* Given text
========================================================================

- Born: René Ichoua Teboul December 21, 1909 Frenda, Algéria
- Died: December 2001 Paris, France
- Known for: Painting

= Edgar Stoëbel =

French painter

The French artist Edgar Stoëbel (December 12, 1909 – December 2001), (also known as René Teboul Yechoua), was born in Frenda, Algeria, on 21 December 1909, and died in Paris in December 2001. Stoëbel was the pseudonym he used as a painter.

==Biography==
Born on 21 December 1909 in Frenda, Algeria, died in December 2001 in Paris, France.
From a very young age, he was attracted to music and graphic art, and these two art forms were closely linked throughout his life, giving his art a musical, rhythmic dimension.

In Oran, he founded a small music school with 17 musicians, and conducted an orchestra; but he soon felt that he would not make any progress unless he went to Paris.

In 1931, he arrived in Paris to work on his music and studied with Professor Léon Eugène Moreau, Grand prix de Rome, who taught him harmony, counterpoint, fugue and the piano until the declaration of war in 1939, when he left to rejoin his infantry corps.

In 1940, faced with the rise in Nazism, he returned to Algeria where he painted, drew and conducted an orchestra until 1942. There are collections in Algeria which contain figurative works from this period.

In 1942, the Americans landed in Oran, meaning that Jews no longer had to wear the yellow star there. This was the start of Edgar Stoëbel’s sympathy for the Americans and their wonderful organisational skills.

He became aware that the Americans would have a long-lasting impact on the course of history in the 20th century. Due to the frequent contact he had with them, he ended up joining the Americans and the 7th Algerian Infantry Regiment of the French Expeditionary Corps in the Italy Campaign.

========================================================================

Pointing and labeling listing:
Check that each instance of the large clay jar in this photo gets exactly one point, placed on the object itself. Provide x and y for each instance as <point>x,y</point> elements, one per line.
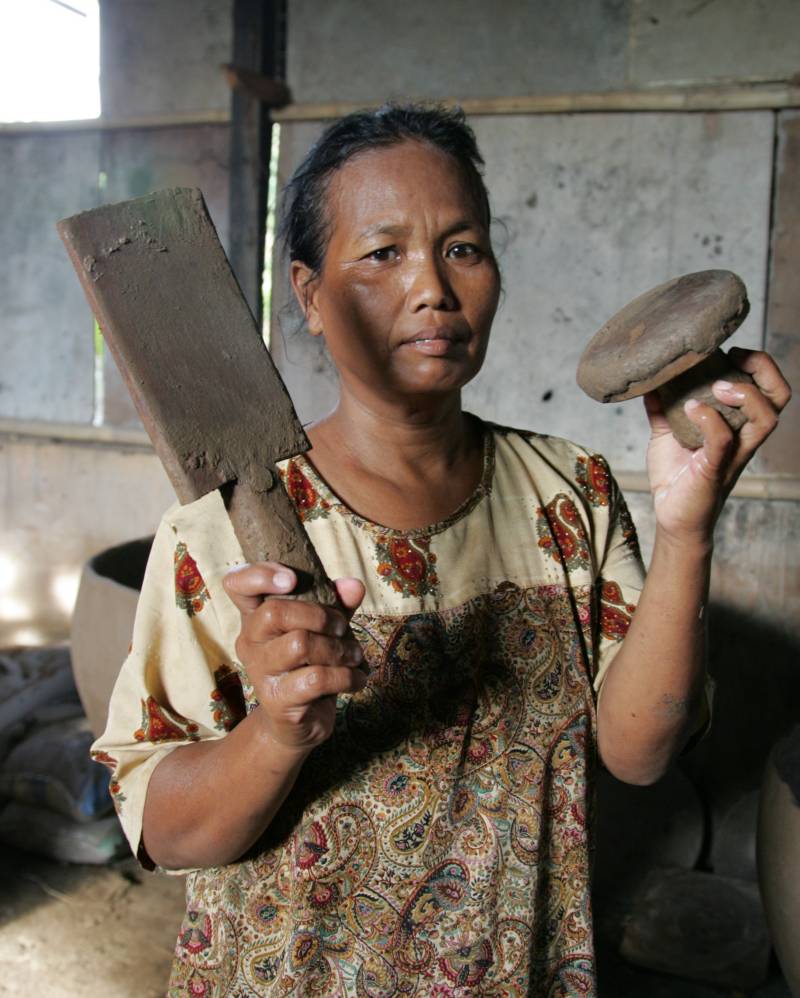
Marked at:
<point>778,847</point>
<point>102,623</point>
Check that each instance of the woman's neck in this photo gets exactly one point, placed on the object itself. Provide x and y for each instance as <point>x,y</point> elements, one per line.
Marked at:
<point>401,469</point>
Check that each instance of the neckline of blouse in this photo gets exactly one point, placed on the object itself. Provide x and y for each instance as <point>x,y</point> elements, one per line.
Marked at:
<point>482,489</point>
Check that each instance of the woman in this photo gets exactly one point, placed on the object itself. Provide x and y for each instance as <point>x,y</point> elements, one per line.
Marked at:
<point>403,812</point>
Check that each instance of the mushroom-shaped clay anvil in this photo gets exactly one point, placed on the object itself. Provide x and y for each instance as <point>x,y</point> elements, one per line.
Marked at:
<point>667,340</point>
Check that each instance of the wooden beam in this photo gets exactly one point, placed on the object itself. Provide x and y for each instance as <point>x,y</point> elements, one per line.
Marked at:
<point>256,47</point>
<point>728,97</point>
<point>781,453</point>
<point>212,117</point>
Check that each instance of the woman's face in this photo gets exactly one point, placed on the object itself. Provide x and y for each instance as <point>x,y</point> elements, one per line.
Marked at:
<point>409,285</point>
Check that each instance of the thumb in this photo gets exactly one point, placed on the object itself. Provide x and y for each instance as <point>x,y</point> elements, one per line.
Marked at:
<point>655,414</point>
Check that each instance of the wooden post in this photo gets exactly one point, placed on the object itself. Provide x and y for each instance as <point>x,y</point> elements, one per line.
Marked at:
<point>257,46</point>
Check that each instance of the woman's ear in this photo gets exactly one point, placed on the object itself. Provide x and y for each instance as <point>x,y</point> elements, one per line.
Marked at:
<point>306,286</point>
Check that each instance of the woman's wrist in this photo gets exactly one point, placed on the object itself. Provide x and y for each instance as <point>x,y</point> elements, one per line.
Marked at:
<point>690,548</point>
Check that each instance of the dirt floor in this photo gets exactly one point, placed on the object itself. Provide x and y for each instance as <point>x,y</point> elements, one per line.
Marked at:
<point>108,932</point>
<point>84,931</point>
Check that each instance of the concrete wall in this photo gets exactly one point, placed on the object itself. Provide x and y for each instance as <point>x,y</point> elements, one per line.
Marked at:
<point>60,503</point>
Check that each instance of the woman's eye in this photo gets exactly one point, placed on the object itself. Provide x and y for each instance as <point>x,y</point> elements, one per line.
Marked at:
<point>460,251</point>
<point>384,254</point>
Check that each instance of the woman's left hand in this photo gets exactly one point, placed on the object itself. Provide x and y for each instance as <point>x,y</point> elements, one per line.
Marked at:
<point>689,487</point>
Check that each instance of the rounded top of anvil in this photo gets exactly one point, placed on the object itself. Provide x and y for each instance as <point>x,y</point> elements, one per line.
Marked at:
<point>661,334</point>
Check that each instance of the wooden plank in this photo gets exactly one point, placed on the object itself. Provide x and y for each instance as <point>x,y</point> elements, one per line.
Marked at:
<point>174,120</point>
<point>204,385</point>
<point>138,161</point>
<point>734,97</point>
<point>781,453</point>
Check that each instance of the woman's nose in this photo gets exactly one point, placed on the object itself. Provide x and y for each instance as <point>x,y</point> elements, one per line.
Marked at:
<point>430,287</point>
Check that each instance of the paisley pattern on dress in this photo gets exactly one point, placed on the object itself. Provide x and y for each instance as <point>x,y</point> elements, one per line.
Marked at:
<point>307,500</point>
<point>227,705</point>
<point>406,563</point>
<point>114,788</point>
<point>160,724</point>
<point>615,613</point>
<point>561,532</point>
<point>466,758</point>
<point>191,593</point>
<point>594,478</point>
<point>437,843</point>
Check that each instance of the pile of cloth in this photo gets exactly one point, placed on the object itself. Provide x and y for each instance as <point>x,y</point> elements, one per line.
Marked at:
<point>54,799</point>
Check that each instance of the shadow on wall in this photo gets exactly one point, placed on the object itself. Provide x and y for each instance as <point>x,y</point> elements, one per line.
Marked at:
<point>756,667</point>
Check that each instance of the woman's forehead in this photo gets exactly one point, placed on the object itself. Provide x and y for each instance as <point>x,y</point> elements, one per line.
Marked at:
<point>382,187</point>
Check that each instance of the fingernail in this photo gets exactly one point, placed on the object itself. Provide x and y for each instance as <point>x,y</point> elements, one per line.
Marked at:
<point>237,568</point>
<point>732,390</point>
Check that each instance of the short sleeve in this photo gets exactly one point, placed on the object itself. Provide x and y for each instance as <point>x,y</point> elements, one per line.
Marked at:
<point>618,587</point>
<point>620,572</point>
<point>180,682</point>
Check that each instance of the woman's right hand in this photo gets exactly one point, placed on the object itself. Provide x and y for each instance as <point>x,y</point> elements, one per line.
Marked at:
<point>298,655</point>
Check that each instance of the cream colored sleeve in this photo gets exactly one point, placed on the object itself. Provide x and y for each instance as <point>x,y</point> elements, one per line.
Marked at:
<point>620,577</point>
<point>180,682</point>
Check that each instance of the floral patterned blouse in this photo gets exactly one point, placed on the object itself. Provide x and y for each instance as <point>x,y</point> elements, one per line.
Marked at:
<point>436,844</point>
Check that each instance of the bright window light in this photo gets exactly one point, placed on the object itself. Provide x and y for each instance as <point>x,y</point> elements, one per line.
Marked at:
<point>49,60</point>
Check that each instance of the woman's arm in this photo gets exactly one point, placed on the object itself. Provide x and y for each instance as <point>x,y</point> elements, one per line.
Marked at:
<point>208,802</point>
<point>653,689</point>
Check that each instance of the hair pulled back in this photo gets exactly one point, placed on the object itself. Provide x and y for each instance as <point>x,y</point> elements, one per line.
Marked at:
<point>304,224</point>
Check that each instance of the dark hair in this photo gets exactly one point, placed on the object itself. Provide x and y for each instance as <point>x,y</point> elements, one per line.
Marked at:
<point>304,224</point>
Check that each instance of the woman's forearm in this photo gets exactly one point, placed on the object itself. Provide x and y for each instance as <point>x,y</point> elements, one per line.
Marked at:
<point>207,803</point>
<point>651,695</point>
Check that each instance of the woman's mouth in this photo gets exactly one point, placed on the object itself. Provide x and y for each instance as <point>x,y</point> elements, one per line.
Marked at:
<point>437,342</point>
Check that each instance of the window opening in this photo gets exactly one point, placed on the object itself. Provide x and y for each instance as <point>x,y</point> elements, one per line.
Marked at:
<point>269,239</point>
<point>49,60</point>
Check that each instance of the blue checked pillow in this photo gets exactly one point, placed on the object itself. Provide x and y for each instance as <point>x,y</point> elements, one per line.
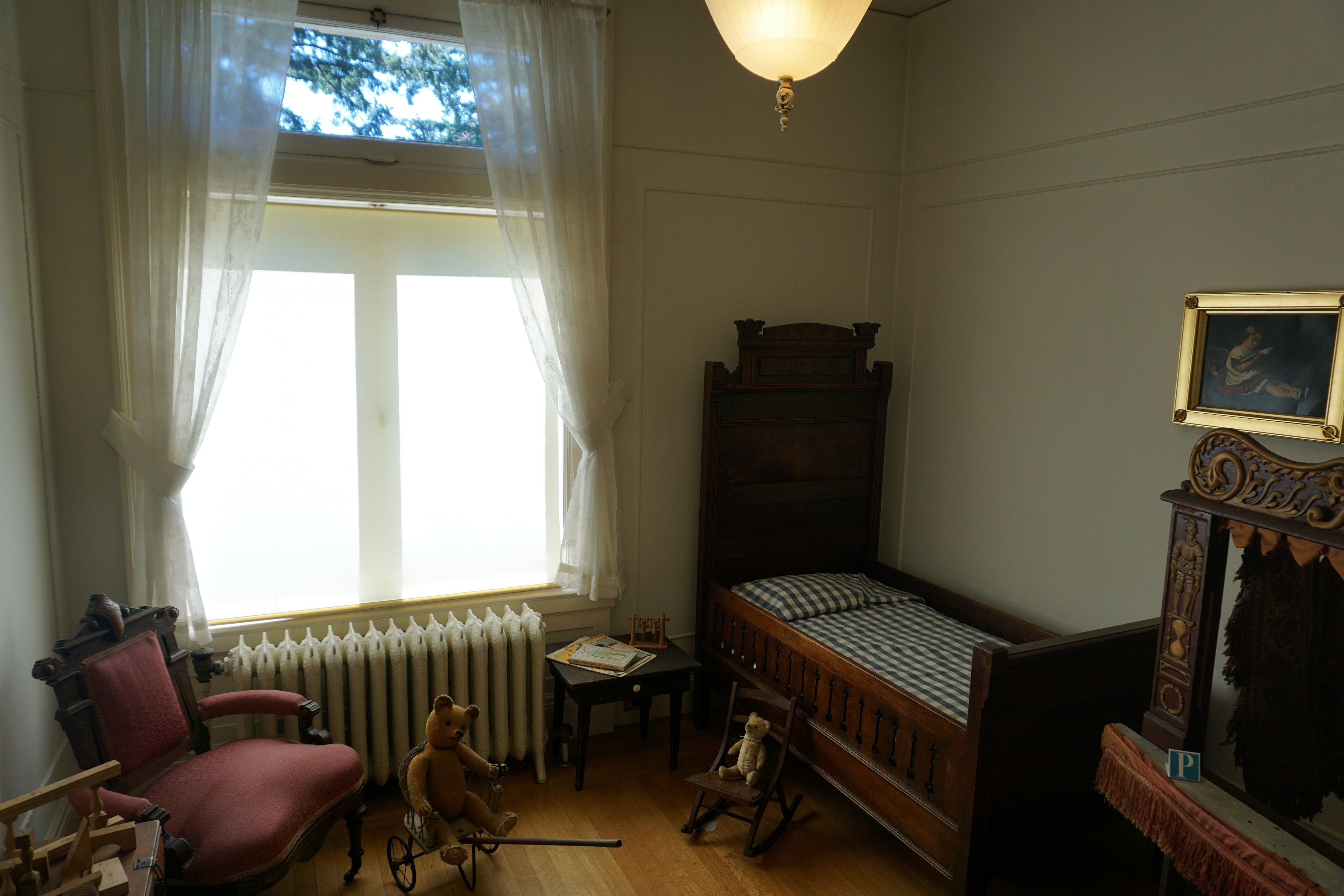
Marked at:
<point>802,597</point>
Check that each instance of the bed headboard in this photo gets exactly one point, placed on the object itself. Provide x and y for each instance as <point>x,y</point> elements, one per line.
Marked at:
<point>791,469</point>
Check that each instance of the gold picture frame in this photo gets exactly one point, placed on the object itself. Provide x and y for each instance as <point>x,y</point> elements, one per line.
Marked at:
<point>1226,379</point>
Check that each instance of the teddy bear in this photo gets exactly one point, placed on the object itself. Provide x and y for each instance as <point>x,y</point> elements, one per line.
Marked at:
<point>750,751</point>
<point>436,782</point>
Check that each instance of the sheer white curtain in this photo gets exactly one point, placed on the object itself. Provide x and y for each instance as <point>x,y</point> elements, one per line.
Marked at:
<point>538,69</point>
<point>202,84</point>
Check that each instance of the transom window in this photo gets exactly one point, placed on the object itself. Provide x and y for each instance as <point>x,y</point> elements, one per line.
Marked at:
<point>370,88</point>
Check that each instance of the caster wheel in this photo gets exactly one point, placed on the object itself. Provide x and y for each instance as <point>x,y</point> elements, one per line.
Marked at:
<point>402,863</point>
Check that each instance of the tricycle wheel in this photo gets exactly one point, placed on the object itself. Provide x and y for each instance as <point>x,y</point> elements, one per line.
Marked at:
<point>401,860</point>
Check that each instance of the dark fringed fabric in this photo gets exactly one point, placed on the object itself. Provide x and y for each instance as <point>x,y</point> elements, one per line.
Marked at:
<point>1284,659</point>
<point>1202,847</point>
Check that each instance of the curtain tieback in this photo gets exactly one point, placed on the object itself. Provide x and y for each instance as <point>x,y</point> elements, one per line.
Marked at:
<point>159,473</point>
<point>590,437</point>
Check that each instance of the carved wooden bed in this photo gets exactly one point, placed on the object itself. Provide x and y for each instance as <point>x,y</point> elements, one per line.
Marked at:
<point>791,483</point>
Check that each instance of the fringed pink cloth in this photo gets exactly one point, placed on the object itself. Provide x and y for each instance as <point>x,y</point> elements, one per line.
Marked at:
<point>1203,849</point>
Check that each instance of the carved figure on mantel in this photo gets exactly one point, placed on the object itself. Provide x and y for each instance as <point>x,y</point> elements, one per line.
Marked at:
<point>1187,566</point>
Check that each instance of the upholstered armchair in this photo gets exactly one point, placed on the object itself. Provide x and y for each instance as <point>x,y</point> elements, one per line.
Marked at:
<point>246,811</point>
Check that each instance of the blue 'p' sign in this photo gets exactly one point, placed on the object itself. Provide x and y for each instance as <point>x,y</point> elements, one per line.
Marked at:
<point>1183,765</point>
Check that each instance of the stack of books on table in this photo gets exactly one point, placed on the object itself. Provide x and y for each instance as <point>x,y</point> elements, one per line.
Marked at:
<point>603,655</point>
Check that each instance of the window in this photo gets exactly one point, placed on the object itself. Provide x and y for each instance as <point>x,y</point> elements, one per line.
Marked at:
<point>374,88</point>
<point>382,430</point>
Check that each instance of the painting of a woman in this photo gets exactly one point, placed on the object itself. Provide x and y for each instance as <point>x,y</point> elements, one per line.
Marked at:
<point>1269,363</point>
<point>1244,371</point>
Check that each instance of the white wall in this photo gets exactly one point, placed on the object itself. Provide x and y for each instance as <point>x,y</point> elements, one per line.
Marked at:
<point>58,70</point>
<point>29,738</point>
<point>717,217</point>
<point>1074,170</point>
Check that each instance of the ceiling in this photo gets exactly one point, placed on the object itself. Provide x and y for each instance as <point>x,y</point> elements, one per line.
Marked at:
<point>904,7</point>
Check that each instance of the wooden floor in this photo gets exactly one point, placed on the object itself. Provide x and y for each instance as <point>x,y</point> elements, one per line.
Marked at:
<point>631,794</point>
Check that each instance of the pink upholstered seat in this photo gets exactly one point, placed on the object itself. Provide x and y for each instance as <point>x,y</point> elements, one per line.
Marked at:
<point>244,805</point>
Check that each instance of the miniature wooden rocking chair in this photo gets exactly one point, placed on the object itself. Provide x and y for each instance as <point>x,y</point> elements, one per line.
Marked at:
<point>737,789</point>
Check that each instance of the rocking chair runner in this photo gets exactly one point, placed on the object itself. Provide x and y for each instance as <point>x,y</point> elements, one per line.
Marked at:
<point>738,790</point>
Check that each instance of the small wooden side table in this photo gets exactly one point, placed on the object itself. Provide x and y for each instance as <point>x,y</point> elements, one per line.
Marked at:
<point>667,673</point>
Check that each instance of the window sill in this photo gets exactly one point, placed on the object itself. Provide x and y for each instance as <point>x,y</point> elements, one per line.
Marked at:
<point>544,598</point>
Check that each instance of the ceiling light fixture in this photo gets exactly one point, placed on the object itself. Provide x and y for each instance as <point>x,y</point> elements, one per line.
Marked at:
<point>787,41</point>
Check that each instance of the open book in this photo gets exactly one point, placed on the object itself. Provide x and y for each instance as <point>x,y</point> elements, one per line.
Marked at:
<point>604,655</point>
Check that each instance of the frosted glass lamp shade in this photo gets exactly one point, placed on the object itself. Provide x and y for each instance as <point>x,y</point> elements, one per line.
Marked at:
<point>787,40</point>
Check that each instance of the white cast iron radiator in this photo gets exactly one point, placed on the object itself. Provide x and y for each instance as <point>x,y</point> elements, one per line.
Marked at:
<point>377,690</point>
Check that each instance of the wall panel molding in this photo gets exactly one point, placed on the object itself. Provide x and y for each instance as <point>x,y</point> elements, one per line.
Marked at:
<point>763,159</point>
<point>1140,175</point>
<point>1129,130</point>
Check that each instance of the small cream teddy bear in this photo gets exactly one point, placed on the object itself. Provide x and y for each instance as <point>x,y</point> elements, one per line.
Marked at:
<point>750,753</point>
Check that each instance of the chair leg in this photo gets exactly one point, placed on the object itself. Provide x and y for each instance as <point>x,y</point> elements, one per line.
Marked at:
<point>756,824</point>
<point>790,809</point>
<point>693,824</point>
<point>355,825</point>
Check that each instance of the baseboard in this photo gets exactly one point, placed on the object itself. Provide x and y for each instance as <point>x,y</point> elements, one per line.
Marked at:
<point>61,817</point>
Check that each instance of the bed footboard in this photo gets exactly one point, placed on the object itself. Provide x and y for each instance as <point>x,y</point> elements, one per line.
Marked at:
<point>1034,739</point>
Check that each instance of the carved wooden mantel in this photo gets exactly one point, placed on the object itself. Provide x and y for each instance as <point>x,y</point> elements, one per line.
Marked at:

========================================================================

* What is asked
a - According to the text about Edgar Stoëbel, how many musicians made up the music school he founded in Oran?
b - Copy the passage of the text about Edgar Stoëbel starting at "- Born: René" and ending at "as a painter.".
The listing is separate material with no connection to the text about Edgar Stoëbel.

* Per-task outputs
a - 17 musicians.

b -
- Born: René Ichoua Teboul December 21, 1909 Frenda, Algéria
- Died: December 2001 Paris, France
- Known for: Painting

= Edgar Stoëbel =

French painter

The French artist Edgar Stoëbel (December 12, 1909 – December 2001), (also known as René Teboul Yechoua), was born in Frenda, Algeria, on 21 December 1909, and died in Paris in December 2001. Stoëbel was the pseudonym he used as a painter.